» **REQUIRED TASK 1**: Name every company that the article says Wassup has already acquired, with the city each is based in.

» **ARTICLE**:
_____

On-demand laundry and dry cleaning start-up Wassup is in the process of beefing up its operations by acquiring stressed on-demand laundry start-ups in various major cities in the country. At a time when many of the online laundry start-ups are shutting shop, the company has already acquired three companies and is planning to acquire four more in the coming months.
It has acquired Mumbai-based Chamak, Hyderabad-based Ezeewash and Delhi-based Wash Club starting from 2015. It is working with almost eight more laundry start-ups for similar acquisitions in near future, said R Balachandar, Co-Founder and CEO of Wassup. The acquisitions are made on full equity contribution and not on cash.
“We talk with the companies which are under stress and work with them for almost an year to sustain their revenues and if it is successful in doing it, we bring them into our company by offering our equity“, he said.
“We are looking at a consolidation of these companies under Wassup, which could lead the company to a Rs 500 crore business in next three years, by when we may go for an IPO“, he added.

_____

» **REQUIRED TASK 2**: Filter the records below down to the lines that contain the string "post", matching case exactly, and copy each of those lines.

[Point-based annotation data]

_____

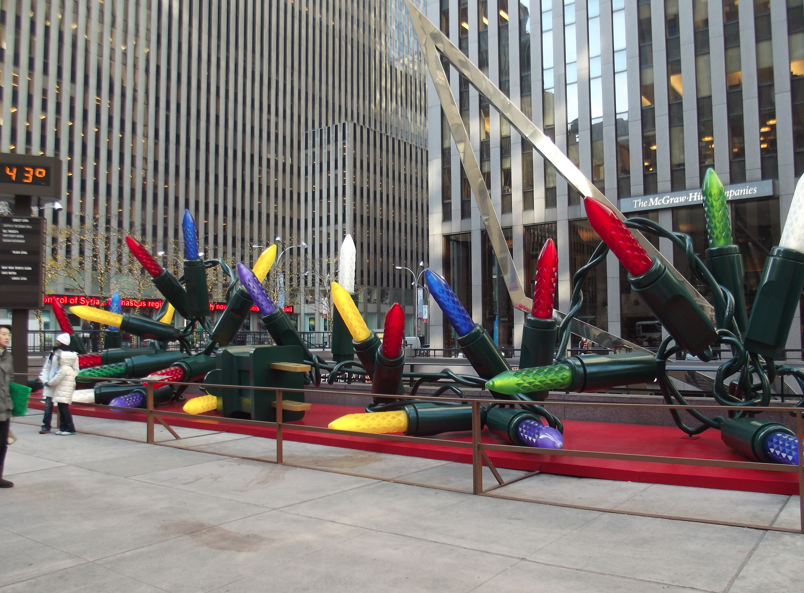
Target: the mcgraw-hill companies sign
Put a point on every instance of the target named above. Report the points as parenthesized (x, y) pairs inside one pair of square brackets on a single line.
[(741, 191)]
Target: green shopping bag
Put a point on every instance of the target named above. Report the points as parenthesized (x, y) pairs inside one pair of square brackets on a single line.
[(19, 398)]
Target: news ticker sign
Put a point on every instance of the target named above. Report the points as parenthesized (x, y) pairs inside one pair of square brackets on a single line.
[(740, 191), (22, 277), (72, 300)]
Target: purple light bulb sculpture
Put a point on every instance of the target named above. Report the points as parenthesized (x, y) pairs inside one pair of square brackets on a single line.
[(255, 290)]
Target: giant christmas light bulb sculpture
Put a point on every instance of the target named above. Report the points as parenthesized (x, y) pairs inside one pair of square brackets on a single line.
[(135, 399), (342, 347), (365, 342), (475, 341), (195, 274), (412, 420), (141, 326), (115, 306), (390, 358), (167, 318), (539, 331), (723, 257), (240, 303), (591, 372), (164, 281), (664, 295), (521, 427), (780, 286), (281, 328), (66, 326), (112, 337)]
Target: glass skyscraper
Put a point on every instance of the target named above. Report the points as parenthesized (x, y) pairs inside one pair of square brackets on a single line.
[(643, 96)]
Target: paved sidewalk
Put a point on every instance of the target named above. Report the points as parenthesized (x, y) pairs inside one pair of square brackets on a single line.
[(95, 513)]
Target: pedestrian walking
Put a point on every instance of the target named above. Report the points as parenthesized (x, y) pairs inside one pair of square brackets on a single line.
[(6, 374), (49, 371), (63, 385)]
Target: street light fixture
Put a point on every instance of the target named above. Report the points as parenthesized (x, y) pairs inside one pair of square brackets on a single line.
[(415, 284)]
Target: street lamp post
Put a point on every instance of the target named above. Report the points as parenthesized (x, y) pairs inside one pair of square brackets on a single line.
[(415, 284)]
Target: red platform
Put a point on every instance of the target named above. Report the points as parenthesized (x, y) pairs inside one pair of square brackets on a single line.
[(583, 436)]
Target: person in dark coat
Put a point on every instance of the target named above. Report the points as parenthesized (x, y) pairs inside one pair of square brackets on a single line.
[(6, 374)]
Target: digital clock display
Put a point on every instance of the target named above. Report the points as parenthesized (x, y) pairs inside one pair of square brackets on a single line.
[(30, 175), (24, 175)]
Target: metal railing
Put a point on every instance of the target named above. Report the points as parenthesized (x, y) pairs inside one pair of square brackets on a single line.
[(479, 449)]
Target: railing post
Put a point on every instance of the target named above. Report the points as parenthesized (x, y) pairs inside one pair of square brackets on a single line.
[(477, 458), (279, 452), (800, 446), (149, 413)]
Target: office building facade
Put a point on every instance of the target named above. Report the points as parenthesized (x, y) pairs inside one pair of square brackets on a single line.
[(223, 108), (643, 97)]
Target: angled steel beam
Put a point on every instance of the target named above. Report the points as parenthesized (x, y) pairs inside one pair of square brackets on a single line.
[(432, 41)]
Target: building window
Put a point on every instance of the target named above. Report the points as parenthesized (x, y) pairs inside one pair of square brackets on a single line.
[(498, 311), (527, 175), (446, 171), (706, 140), (621, 99), (571, 99), (524, 59), (734, 85), (647, 96), (505, 164), (767, 94), (457, 264), (583, 242), (548, 99), (466, 196), (675, 95), (504, 62), (795, 33), (638, 324), (596, 94)]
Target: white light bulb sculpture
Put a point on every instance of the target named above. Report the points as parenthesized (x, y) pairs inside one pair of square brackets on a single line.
[(346, 266)]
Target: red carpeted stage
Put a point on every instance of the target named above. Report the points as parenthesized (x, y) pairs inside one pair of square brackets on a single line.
[(582, 436)]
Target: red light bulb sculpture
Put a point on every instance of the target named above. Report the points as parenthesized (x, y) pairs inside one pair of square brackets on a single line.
[(539, 332), (665, 296), (390, 358), (164, 281)]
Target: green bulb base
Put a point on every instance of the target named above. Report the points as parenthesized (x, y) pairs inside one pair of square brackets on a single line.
[(538, 347), (595, 372), (673, 306), (387, 377), (174, 292), (430, 419), (726, 265), (367, 352), (106, 393), (195, 282), (196, 367), (342, 348), (141, 366), (284, 333), (776, 303), (149, 328), (114, 355), (483, 353), (747, 436), (235, 314), (504, 422), (112, 339), (77, 345)]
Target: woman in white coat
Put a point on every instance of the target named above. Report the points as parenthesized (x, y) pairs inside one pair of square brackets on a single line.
[(62, 386)]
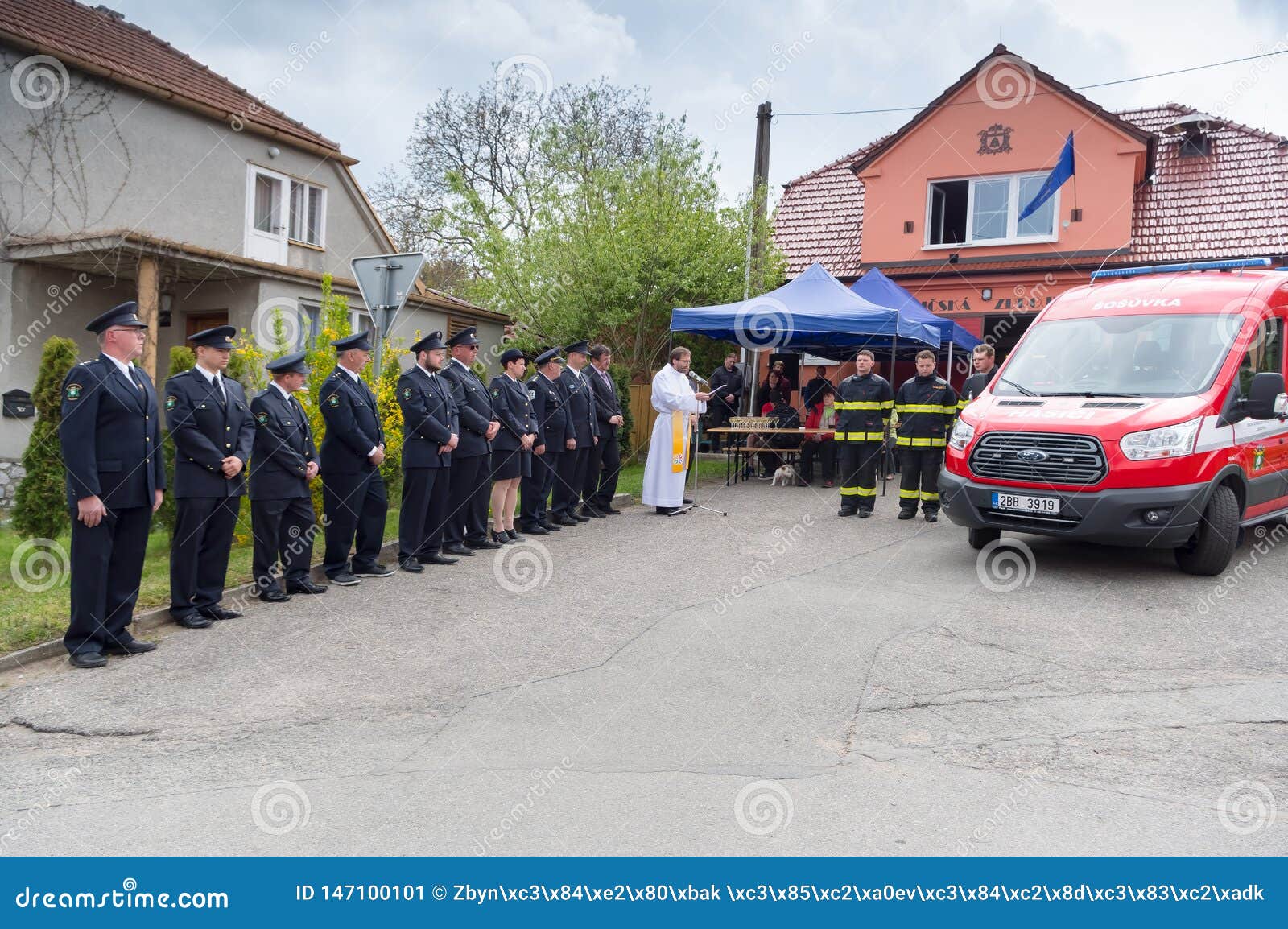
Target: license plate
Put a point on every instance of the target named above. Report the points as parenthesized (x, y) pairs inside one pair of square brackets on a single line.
[(1027, 504)]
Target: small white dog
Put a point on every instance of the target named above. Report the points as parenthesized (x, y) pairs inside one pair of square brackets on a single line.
[(785, 477)]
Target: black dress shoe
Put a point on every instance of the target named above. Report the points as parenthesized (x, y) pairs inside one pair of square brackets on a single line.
[(132, 647), (306, 587)]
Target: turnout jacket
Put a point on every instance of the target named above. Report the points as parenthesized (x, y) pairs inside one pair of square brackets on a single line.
[(863, 409), (927, 409)]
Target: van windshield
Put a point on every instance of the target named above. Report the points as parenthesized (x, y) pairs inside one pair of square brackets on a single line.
[(1121, 356)]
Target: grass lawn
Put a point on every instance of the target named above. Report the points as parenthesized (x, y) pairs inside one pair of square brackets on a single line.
[(31, 617)]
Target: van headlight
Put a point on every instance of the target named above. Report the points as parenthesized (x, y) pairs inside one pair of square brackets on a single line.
[(963, 433), (1170, 441)]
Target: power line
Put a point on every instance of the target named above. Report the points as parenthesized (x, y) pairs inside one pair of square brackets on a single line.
[(1042, 93)]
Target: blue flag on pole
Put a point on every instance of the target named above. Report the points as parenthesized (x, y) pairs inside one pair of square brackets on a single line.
[(1062, 171)]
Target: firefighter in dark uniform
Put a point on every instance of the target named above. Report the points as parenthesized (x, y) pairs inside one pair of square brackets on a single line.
[(863, 405), (584, 431), (431, 436), (111, 444), (472, 465), (283, 461), (985, 369), (353, 448), (551, 415), (209, 420), (927, 406), (512, 451)]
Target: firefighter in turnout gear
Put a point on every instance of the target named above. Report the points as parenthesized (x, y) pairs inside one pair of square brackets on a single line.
[(927, 406), (863, 405)]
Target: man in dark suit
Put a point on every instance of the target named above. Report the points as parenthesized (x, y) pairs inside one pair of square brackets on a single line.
[(353, 493), (583, 429), (605, 459), (210, 423), (472, 468), (111, 444), (551, 415), (283, 461), (431, 435)]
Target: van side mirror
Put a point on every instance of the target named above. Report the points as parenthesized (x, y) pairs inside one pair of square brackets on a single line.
[(1266, 397)]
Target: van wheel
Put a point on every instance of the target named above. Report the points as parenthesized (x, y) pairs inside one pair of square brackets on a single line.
[(978, 539), (1212, 547)]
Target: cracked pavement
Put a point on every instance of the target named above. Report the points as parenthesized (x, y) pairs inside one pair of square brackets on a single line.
[(774, 682)]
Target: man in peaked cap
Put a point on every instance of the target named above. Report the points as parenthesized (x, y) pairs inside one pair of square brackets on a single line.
[(353, 493), (111, 444), (549, 406), (431, 436), (472, 468), (283, 463), (209, 419)]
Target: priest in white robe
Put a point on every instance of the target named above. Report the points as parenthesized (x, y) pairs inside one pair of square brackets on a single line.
[(669, 450)]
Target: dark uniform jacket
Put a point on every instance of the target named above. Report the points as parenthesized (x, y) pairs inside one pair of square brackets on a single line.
[(474, 403), (111, 436), (513, 406), (976, 386), (429, 418), (352, 424), (551, 411), (581, 407), (283, 448), (605, 401), (863, 409), (206, 429), (927, 409)]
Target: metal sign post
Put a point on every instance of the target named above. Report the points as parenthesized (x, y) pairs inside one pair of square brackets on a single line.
[(386, 281)]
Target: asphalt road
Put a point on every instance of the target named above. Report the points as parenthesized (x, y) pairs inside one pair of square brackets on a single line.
[(773, 682)]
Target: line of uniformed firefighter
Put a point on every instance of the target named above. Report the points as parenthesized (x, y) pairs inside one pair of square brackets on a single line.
[(457, 438), (927, 406)]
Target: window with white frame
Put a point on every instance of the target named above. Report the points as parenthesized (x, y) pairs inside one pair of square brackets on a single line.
[(308, 213), (985, 212)]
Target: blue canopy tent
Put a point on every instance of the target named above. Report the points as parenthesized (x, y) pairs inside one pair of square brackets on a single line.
[(813, 312)]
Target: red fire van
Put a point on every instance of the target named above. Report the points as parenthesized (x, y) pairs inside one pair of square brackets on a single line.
[(1144, 409)]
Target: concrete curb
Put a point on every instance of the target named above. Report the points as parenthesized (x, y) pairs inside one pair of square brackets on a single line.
[(155, 617)]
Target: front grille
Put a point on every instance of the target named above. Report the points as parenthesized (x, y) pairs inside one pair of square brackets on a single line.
[(1069, 459)]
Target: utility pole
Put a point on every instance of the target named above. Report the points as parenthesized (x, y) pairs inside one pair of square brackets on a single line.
[(759, 205)]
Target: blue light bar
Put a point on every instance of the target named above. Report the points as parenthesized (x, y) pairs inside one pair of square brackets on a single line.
[(1227, 264)]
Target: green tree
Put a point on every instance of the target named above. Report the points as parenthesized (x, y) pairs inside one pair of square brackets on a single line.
[(40, 503)]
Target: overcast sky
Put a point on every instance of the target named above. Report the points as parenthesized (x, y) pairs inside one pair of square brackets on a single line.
[(375, 64)]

_____

» **TASK SOLUTION 1**: Chamak (Mumbai), Ezeewash (Hyderabad), Wash Club (Delhi)

» **TASK SOLUTION 2**:
Target: street lamp post
Target: railing post
Target: metal sign post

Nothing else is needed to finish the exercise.